▶ **Records to process**
- - -
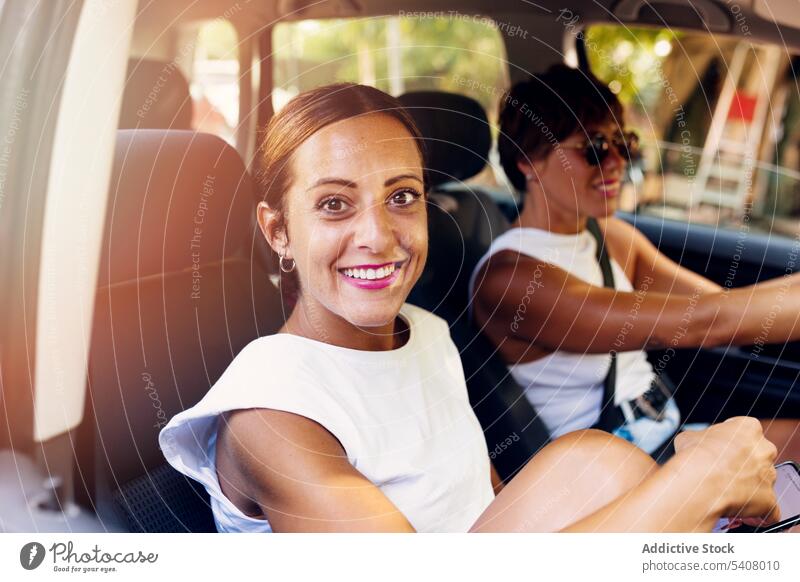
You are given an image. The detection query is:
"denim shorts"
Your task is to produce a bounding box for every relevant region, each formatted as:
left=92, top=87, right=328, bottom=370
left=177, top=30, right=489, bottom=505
- - -
Scan the material above. Copy each line that holds the word "right".

left=92, top=87, right=328, bottom=370
left=177, top=30, right=489, bottom=505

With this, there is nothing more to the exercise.